Selected passage:

== Segment start ==

Radio Interview – Five AA Breakfast
WILL GOODINGS, HOST: We are joined live in the studio by the Prime Minister of Australia, Anthony Albanese. Prime Minister, good morning to you.
ANTHONY ALBANESE, PRIME MINISTER: Good morning. Great to be in the studio here.
DAVID PENBERTHY, HOST: Great to have you here, PM. We always like to take a fair degree of credit for your meteoric rise.
PRIME MINISTER: Oh there’s no doubt it wouldn’t have happened without the ‘Albo and Pyne: Two Tribes’ segment on Five AA.
PENBERTHY: Christopher claims all of the credit.
PRIME MINISTER: Well he’s like that. He did kind of help us get elected. Not in a way that he was anticipating.
PENBERTHY: We always say the path to the Lodge comes through the Five AA Breakfast Show studios. But yesterday, PM, you were hoping, I guess, that the path to victory for the Voice is going to make its way along The Parade in Norwood. Now we started the show jokingly saying we don’t know if the Five AA Breakfast Show has many listeners in Norwood, because to put it in a Sydney context, Norwood’s sort of like a bit like the Balmain of Adelaide. What do you say to our listeners in the outer suburbs who are sort of rolling their eyes a bit, or worse are annoyed by the amount of time and attention the Voice has consumed? Because it has felt like an all consuming thing.
PRIME MINISTER: Well, we’re a government that can walk and chew gum at the same time. Last week, we passed our Housing Australia Future Fund. On Tuesday, I was in Melbourne announcing the first of our social housing accelerator, $2 billion that we’re doing. Today, we’re announcing here in Adelaide our inquiry into COVID. Yesterday, I was in Newcastle speaking about our National Reconstruction Fund at Varley, a manufacturing facility there that builds trains. So we can do lots of things at once. I do note that the Coalition have tried to run that argument. But in question time, the Treasurer has not had a single question from the Opposition in recent weeks. It’s been months since they bothered to ask him a question about the national economy. At the same time, here’s a little stat for you, there have been 18 times where unemployment has had a three in front of it, 15 of them have been during the period we’ve been in government. So, we’re creating jobs, over half a million. We’re dealing with cost of living challenges. Five and a half million Australians received an increase in their payments yesterday. Yesterday 65,000 additional single parents were eligible for the single parenting payment as a result of the changes that we put in the budget. So we’re getting on with a whole range of work and activity out there right across the spectrum. But at the same time, we’re giving Australians the chance to do something that is unfinished business, as John Howard called it in 2007, which is to recognise our first Australians in our Constitution.

== Segment end ==

Information provided:
== Segment start ==

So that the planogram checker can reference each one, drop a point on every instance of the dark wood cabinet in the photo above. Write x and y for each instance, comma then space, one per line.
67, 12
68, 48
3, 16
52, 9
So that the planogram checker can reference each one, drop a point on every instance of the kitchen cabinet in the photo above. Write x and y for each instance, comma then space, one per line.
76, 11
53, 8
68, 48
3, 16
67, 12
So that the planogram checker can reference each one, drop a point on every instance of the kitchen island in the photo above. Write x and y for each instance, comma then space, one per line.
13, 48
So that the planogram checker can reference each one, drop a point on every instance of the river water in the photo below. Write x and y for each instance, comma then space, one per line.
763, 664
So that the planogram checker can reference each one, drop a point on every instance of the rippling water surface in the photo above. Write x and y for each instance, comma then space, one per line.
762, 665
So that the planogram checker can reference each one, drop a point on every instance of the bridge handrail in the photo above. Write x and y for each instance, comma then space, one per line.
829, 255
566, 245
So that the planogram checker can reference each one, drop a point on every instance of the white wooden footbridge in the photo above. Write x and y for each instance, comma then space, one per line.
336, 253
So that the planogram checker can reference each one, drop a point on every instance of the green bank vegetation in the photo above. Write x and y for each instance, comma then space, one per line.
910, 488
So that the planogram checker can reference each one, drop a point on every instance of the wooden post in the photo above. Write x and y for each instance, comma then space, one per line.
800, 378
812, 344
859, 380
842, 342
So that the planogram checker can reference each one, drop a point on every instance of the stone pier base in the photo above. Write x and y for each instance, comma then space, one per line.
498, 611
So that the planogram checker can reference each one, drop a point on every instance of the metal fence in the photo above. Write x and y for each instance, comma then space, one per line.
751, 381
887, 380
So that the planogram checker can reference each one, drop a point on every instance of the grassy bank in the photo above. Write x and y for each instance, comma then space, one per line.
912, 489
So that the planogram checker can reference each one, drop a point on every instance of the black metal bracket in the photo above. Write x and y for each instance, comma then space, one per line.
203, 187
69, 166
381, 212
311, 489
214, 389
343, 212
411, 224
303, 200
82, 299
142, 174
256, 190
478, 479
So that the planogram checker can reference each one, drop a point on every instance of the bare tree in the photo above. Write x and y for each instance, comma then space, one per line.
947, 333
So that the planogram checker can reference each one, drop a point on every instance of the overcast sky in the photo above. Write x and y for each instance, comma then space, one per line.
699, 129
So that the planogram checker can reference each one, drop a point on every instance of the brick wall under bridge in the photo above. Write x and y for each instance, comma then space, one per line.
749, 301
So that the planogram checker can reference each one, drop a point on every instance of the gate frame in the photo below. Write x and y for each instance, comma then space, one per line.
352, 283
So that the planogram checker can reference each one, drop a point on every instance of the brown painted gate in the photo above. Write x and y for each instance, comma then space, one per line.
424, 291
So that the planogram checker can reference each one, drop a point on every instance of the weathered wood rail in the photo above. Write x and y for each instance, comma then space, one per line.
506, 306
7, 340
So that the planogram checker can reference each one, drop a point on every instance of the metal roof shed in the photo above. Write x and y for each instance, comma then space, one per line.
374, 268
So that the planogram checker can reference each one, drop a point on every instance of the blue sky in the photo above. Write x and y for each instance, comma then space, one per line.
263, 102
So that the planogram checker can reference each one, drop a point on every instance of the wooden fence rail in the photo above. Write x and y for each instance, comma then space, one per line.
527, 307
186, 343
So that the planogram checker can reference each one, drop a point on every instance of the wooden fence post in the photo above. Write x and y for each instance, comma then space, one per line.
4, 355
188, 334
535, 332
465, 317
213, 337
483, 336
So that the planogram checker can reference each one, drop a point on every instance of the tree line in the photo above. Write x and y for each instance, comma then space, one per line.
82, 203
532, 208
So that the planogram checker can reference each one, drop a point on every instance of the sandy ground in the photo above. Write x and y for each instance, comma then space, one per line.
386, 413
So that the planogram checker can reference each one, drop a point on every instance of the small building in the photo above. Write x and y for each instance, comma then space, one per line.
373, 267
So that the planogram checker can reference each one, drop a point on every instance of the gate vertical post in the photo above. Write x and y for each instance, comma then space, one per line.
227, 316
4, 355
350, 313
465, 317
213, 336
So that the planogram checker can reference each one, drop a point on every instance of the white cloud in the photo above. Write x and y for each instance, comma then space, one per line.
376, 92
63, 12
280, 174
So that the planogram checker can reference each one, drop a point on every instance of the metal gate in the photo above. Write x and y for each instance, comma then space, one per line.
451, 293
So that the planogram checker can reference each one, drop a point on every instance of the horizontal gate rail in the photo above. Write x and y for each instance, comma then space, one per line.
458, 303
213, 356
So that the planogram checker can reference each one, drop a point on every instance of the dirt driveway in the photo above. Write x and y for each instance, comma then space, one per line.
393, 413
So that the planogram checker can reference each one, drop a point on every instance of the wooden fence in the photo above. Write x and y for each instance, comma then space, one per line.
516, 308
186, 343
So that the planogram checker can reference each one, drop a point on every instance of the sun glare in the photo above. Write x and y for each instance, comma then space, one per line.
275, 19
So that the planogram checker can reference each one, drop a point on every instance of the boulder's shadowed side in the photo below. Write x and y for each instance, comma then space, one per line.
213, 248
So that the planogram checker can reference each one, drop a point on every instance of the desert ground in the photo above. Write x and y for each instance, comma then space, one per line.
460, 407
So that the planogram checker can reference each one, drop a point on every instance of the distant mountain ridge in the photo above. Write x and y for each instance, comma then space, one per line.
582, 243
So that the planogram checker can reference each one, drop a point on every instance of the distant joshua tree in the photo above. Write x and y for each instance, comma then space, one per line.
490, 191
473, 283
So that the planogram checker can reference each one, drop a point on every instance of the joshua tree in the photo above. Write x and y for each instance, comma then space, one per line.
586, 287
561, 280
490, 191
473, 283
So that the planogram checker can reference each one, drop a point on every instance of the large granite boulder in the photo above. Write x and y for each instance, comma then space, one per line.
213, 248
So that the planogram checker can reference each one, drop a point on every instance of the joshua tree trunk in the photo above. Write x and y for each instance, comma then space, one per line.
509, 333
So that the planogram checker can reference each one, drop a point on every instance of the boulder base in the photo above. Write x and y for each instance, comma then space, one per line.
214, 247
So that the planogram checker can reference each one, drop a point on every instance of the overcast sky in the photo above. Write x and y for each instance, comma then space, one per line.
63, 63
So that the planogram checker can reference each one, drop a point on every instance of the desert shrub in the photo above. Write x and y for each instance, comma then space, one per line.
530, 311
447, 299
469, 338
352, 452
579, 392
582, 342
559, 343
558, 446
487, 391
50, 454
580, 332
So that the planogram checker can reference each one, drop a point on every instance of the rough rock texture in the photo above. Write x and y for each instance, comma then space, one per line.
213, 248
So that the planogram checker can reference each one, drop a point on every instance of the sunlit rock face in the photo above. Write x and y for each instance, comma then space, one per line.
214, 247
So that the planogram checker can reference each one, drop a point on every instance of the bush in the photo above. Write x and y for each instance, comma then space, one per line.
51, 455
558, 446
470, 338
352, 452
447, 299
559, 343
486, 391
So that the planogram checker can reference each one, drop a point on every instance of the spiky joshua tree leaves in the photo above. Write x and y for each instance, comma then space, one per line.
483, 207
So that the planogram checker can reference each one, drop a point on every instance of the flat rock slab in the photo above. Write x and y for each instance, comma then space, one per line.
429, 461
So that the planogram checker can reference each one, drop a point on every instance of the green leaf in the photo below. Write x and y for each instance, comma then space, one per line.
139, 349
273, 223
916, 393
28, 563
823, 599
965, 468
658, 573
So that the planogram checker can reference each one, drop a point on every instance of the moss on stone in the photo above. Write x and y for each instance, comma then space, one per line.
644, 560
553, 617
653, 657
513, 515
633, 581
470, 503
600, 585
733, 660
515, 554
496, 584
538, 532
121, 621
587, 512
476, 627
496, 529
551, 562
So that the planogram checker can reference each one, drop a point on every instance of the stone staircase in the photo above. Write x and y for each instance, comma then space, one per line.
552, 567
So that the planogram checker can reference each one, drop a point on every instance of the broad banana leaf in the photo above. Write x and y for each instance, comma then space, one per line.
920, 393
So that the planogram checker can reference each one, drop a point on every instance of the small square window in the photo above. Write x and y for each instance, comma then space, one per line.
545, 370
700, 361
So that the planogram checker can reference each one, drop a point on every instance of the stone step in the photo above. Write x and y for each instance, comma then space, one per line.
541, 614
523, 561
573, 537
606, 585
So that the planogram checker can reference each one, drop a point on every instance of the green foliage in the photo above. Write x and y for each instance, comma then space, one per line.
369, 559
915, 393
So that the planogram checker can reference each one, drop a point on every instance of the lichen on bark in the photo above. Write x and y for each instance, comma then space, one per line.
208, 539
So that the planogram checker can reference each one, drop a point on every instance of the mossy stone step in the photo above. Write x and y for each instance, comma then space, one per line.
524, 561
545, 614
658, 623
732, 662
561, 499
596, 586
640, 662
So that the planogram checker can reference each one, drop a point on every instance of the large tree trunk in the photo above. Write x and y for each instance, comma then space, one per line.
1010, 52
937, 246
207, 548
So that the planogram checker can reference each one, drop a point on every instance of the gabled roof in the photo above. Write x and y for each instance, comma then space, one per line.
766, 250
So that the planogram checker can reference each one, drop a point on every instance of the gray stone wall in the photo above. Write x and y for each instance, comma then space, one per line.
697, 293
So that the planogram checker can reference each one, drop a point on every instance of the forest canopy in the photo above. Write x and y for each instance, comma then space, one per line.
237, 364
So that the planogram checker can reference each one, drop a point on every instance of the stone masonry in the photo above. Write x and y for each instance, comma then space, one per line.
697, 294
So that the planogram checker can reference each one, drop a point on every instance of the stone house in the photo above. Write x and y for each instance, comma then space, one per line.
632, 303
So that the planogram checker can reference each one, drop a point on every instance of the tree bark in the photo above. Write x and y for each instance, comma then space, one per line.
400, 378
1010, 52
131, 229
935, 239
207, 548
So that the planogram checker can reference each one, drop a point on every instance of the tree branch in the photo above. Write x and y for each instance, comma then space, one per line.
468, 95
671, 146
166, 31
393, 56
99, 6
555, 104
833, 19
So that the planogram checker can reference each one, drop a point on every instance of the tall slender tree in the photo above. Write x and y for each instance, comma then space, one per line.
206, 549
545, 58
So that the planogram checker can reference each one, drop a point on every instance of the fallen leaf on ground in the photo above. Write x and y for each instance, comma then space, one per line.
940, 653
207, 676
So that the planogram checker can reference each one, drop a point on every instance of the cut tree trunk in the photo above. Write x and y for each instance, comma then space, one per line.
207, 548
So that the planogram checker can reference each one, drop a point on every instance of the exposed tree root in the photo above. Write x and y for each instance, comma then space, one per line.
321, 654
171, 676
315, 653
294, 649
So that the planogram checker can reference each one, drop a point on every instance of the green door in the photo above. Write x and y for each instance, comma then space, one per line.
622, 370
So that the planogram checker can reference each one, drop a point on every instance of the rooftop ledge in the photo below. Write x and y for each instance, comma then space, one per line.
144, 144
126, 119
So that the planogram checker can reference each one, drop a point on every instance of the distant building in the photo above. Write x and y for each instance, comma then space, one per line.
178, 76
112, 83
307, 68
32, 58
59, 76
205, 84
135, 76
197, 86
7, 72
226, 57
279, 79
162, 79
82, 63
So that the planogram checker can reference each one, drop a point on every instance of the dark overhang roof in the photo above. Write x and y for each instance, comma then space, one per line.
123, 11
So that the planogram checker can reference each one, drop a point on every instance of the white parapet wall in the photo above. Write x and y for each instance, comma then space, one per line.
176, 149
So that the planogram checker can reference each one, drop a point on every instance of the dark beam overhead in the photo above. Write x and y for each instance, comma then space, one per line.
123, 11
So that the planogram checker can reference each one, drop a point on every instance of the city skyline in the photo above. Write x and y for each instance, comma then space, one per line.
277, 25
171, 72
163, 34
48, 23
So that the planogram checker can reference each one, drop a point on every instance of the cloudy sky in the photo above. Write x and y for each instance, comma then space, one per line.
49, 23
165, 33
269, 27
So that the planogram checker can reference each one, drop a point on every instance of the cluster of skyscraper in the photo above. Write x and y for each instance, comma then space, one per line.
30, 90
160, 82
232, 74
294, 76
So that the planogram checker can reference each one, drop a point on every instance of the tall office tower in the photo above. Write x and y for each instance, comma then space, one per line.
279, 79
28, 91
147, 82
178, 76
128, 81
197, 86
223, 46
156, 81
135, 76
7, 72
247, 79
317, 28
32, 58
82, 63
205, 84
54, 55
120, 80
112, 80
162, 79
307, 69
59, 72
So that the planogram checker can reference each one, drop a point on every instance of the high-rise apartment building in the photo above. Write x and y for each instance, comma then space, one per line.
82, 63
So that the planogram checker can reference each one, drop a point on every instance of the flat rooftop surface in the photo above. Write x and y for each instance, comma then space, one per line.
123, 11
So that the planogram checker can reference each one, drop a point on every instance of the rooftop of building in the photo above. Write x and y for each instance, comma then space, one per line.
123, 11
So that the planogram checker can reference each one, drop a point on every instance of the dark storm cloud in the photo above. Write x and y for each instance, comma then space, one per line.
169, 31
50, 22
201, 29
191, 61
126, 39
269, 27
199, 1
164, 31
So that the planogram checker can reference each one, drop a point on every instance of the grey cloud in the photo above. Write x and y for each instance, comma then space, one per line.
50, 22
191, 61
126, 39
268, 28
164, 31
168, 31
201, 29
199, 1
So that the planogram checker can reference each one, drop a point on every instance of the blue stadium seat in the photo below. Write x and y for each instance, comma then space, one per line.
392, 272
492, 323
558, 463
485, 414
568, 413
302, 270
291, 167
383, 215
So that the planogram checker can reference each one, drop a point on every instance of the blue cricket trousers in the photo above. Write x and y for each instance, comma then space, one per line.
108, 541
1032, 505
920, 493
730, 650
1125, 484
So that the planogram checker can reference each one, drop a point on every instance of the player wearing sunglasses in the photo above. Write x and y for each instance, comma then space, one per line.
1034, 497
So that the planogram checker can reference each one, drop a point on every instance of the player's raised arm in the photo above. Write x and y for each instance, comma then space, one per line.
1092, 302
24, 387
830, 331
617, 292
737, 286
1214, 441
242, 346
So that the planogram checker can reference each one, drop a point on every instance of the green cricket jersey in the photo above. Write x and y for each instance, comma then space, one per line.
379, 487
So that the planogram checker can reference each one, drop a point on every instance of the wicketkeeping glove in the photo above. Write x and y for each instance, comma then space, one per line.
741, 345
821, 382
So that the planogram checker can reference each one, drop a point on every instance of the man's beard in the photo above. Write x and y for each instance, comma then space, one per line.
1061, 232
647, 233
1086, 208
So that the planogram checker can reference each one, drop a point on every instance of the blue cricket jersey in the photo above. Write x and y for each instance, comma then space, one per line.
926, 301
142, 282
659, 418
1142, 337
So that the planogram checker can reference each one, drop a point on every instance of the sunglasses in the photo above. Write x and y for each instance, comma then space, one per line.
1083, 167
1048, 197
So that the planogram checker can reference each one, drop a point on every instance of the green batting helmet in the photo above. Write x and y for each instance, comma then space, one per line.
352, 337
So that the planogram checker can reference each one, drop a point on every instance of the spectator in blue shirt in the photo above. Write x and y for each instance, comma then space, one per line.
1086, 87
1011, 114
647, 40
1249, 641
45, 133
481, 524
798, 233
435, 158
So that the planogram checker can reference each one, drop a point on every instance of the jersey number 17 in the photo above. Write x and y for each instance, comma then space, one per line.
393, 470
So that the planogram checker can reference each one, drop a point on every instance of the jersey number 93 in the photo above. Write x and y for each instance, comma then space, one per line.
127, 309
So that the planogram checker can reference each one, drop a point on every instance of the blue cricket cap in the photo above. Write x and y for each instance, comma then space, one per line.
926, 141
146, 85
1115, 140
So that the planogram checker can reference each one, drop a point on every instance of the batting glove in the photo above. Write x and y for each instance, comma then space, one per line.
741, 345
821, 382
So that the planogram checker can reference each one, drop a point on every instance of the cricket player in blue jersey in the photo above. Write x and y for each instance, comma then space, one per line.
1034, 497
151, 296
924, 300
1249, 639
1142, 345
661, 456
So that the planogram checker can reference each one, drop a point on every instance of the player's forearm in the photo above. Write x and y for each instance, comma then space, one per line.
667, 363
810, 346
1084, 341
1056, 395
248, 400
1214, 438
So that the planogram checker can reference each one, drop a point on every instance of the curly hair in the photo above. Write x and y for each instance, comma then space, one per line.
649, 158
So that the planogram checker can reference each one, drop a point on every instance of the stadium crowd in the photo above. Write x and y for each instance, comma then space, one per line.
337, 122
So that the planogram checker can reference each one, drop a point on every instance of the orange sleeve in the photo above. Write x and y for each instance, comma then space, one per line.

== Segment end ==

Work task 1:
In the radio interview transcript, list each city the Prime Minister names in his answer about the government's other work, along with the day he gives for each.
Work task 2:
Write the next part of the radio interview transcript, picking up after the Prime Minister's answer on recognizing first Australians in the Constitution.

Written answer 1:
Melbourne, Tuesday
Adelaide, today
Newcastle, yesterday

Written answer 2:
PENBERTHY: All the polls suggest that’s not going to happen, though, and right across the board, even the Guardian a couple of weeks ago had a poll analysis saying that they think it’s going to go down. One of the things that drives a lot of our listeners around the twist is the sort of corporate preachiness that has accompanied some of this. None bigger example, I guess, than the press conference you held with Alan Joyce with the three painted planes. Do you think that, in hindsight, progressive causes need to rethink their strategy in terms of winning hearts and minds? Because that doesn’t seem to have worked.
PRIME MINISTER: We’ve been out there talking with whoever. Yesterday in Norwood, I likened it to Leichardt, a place familiar with your good self, Pembo, and the Italian community. It was a really warm reception. We went to a shopping centre. It wasn’t controlled. We just walked down the street and talked to whoever wanted to engage with us. And we had with us, Sean Gordon from Liberals for Yes. Dean Parkin, Senator Marielle Smith. So, we had a broad range of people showing the breadth of support for the Yes campaign. Look, I’m confident that when people focus on what the question is, and this is about two simple things, it’s just about recognising Indigenous Australians in our Constitution, essentially saying in our nation’s founding document, we didn’t begin in 1788, we have this long history going back, the oldest continuous culture on earth. And secondly, they want recognition through an advisory committee, which is all the Voice is. An advisory committee, because we know that when you listen to people, you get better outcomes. There’s been a lot of waste over the years in Indigenous Affairs. A lot of money with the best intentions have been thrown at this. But it’s not achieving the results that it should. And we’ll get better results when we actually talk to people directly and have that consultation mechanism. But it won’t change the way that government functions. It won’t impact on most of your listeners lives directly, it won’t impact at all, but it just might make the lives of some of the most disadvantaged people that much better.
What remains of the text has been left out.